Directive a:
In the article below about the new team uniforms, which company made the uniforms?

Passage shown:
Recently, the tribe donated $10,477.26 to the team, which allowed coach Byron Quinlan to purchase the new uniforms that will replace the dated and worn outfits the players wore during the early part of the season.

“We are really grateful to the tribe for helping us out,” said Quinlan. “They really stepped up to help us; this is a great gesture.”

The new uniforms, from Rawlings Sportswear, include the black, purple and gold the team will wear at home and white garb the Horns will don while on the road.

The tribal council gave the check to Quinlan and PHS athletic director Rob Varner during ceremonies on Sept. 28 at the reservation, located south of Payson.

Lobos visit

While it is a given that Horn players will look sharp vs. the Lobos, what is not known is what kind of effort they’ll put forth tonight in pursuit of their second East Region victory.

Payson enters the game 3A third-ranked clutching a 4-1 record (1-0) in the East and eager to prove they are the real deal after a lackluster 2009 season in which the team won just three games.

Directive b:
Return, word for word, the lines of the records below, starting with the line that contains "Drop a marker on every instance of the overcast" and going on through the last line of the records.

Items from a data source
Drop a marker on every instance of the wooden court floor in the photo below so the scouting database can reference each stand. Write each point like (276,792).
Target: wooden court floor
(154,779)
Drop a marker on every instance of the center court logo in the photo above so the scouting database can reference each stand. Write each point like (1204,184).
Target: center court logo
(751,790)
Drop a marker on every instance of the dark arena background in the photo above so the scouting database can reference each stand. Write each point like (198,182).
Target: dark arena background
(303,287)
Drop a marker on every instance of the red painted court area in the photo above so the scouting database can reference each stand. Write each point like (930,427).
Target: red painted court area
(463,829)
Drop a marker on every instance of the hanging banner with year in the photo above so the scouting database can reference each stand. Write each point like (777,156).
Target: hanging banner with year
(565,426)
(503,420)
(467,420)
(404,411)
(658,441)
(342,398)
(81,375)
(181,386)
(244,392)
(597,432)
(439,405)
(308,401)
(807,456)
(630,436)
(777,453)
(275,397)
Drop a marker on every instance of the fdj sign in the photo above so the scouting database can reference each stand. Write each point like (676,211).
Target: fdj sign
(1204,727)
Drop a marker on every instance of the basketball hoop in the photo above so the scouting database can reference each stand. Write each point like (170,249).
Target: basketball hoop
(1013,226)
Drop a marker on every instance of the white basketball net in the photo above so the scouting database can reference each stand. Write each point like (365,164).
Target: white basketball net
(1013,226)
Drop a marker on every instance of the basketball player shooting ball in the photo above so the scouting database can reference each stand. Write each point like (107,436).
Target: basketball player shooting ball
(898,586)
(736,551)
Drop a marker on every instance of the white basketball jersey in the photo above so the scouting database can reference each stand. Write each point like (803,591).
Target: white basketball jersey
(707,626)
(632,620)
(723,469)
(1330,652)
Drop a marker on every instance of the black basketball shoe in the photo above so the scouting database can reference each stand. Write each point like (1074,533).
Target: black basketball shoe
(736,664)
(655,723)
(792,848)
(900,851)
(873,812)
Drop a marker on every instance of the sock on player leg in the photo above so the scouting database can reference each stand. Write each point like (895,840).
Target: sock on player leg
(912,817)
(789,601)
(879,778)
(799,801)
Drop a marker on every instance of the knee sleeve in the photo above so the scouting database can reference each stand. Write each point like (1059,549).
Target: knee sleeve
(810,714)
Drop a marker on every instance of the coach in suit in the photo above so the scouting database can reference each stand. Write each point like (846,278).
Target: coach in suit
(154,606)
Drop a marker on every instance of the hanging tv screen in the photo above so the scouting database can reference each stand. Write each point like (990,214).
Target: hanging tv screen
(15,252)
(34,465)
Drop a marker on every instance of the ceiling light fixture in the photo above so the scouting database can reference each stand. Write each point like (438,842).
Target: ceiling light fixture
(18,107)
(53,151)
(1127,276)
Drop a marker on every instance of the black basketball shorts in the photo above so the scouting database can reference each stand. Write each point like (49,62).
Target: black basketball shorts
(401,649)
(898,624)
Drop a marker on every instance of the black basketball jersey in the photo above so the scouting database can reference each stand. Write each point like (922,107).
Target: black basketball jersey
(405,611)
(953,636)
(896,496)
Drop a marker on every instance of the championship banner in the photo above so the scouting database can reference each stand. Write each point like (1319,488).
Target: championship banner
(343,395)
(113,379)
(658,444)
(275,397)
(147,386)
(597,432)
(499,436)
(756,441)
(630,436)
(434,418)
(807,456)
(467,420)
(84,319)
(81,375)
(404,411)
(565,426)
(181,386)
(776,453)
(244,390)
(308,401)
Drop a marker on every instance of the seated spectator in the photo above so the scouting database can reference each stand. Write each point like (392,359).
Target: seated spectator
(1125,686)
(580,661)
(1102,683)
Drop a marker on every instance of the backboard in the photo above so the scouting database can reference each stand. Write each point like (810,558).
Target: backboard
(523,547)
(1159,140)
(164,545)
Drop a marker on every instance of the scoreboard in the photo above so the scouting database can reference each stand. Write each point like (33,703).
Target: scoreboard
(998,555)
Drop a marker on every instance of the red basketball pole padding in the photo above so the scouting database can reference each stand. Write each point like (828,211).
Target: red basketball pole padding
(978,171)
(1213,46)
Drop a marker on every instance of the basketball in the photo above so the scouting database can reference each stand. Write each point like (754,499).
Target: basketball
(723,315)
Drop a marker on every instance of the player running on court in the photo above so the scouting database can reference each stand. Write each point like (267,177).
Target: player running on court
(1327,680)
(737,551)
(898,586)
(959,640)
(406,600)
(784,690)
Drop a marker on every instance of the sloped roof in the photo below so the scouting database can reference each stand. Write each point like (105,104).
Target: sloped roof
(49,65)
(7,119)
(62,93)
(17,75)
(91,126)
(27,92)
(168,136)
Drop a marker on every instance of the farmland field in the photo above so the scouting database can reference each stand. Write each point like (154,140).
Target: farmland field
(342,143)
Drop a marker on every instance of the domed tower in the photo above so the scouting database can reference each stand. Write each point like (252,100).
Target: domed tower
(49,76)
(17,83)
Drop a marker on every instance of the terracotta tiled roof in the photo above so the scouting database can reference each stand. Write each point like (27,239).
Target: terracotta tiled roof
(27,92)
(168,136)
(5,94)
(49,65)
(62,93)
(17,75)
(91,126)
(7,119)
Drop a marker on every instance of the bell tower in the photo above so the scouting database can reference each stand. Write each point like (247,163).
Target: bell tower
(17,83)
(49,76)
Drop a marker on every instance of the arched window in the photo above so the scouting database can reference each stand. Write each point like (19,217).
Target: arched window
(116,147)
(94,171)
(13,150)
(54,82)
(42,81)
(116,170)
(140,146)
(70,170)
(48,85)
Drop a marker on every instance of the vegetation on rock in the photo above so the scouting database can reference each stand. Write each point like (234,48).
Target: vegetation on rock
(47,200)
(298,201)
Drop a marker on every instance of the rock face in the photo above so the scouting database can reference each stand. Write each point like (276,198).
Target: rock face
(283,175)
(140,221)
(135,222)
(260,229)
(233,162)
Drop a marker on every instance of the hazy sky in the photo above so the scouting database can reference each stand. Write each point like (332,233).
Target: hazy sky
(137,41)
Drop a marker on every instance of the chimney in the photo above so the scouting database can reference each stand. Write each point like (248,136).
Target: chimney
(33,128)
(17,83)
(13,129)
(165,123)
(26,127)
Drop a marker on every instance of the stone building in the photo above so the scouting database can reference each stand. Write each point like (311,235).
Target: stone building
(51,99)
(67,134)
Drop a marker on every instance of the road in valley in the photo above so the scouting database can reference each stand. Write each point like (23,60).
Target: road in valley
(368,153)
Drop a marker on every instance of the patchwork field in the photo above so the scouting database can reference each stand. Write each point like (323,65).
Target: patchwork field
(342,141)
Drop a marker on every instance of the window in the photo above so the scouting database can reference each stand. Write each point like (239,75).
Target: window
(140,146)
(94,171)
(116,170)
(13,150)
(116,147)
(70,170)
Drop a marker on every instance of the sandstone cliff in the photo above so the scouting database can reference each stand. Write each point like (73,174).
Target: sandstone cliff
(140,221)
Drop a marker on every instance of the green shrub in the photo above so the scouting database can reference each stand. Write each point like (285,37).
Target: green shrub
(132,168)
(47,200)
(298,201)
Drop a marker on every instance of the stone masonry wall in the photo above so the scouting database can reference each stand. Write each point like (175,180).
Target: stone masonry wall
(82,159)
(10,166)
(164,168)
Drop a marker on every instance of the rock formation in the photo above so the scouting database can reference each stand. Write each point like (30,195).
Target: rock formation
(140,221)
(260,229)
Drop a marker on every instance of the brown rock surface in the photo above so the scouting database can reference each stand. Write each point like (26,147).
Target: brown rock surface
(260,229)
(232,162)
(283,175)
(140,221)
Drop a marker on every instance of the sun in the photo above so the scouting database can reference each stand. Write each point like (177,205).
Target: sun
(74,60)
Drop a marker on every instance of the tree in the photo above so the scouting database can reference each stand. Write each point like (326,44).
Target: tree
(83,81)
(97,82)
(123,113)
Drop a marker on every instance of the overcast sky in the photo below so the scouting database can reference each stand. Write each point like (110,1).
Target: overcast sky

Correct output a:
Rawlings Sportswear

Correct output b:
Drop a marker on every instance of the overcast sky in the photo below so the scouting database can reference each stand. Write each point like (110,1).
Target: overcast sky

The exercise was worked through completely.